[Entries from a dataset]
○ ○ ○ ○ ○ ○ ○

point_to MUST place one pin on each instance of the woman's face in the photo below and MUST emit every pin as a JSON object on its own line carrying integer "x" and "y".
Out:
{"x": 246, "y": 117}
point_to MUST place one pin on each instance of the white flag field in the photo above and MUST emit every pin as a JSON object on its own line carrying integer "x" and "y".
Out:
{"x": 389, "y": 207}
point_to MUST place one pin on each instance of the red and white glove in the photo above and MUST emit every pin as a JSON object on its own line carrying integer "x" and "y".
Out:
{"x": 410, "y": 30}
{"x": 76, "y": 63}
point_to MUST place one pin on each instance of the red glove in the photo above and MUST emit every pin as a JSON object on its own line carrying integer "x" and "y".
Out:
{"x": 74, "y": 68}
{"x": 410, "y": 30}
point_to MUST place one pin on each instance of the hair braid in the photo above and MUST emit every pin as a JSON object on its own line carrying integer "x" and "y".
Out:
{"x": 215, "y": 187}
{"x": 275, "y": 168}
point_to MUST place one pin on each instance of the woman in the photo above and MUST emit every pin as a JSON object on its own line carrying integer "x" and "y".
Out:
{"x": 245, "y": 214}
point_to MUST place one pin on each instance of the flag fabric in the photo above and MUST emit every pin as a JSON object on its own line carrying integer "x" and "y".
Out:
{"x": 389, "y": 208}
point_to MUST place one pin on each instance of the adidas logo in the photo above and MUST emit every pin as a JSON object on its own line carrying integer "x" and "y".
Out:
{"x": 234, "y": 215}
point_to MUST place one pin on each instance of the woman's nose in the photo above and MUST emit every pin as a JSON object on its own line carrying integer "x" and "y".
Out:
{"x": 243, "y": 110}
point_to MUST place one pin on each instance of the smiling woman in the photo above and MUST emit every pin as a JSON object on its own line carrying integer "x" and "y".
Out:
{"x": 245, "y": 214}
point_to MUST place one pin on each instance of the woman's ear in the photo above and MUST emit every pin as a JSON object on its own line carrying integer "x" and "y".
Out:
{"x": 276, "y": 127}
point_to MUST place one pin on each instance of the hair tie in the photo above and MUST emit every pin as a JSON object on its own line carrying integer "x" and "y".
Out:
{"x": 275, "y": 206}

○ ○ ○ ○ ○ ○ ○

WHAT THIS TASK INVOLVES |
Reproduce the lines starting at the one containing "point_to MUST place one pin on each instance of the smiling" and ending at the final line, swapping "hair tie" for "hair band" and leaving everything else unchanged.

SOLUTION FOR THIS PROBLEM |
point_to MUST place one pin on each instance of the smiling woman in the photo above and MUST emit every pin as a JSON object on its own line carrying integer "x" and "y".
Out:
{"x": 245, "y": 214}
point_to MUST place one pin on each instance of the woman's ear in the photo above and MUST emit every pin as a JSON object on its own line carrying integer "x" and "y".
Out:
{"x": 276, "y": 127}
point_to MUST place one pin on each instance of the hair band in the photo above and MUST emit every pin as a JSON object on its own line carrying integer "x" and "y".
Out:
{"x": 275, "y": 206}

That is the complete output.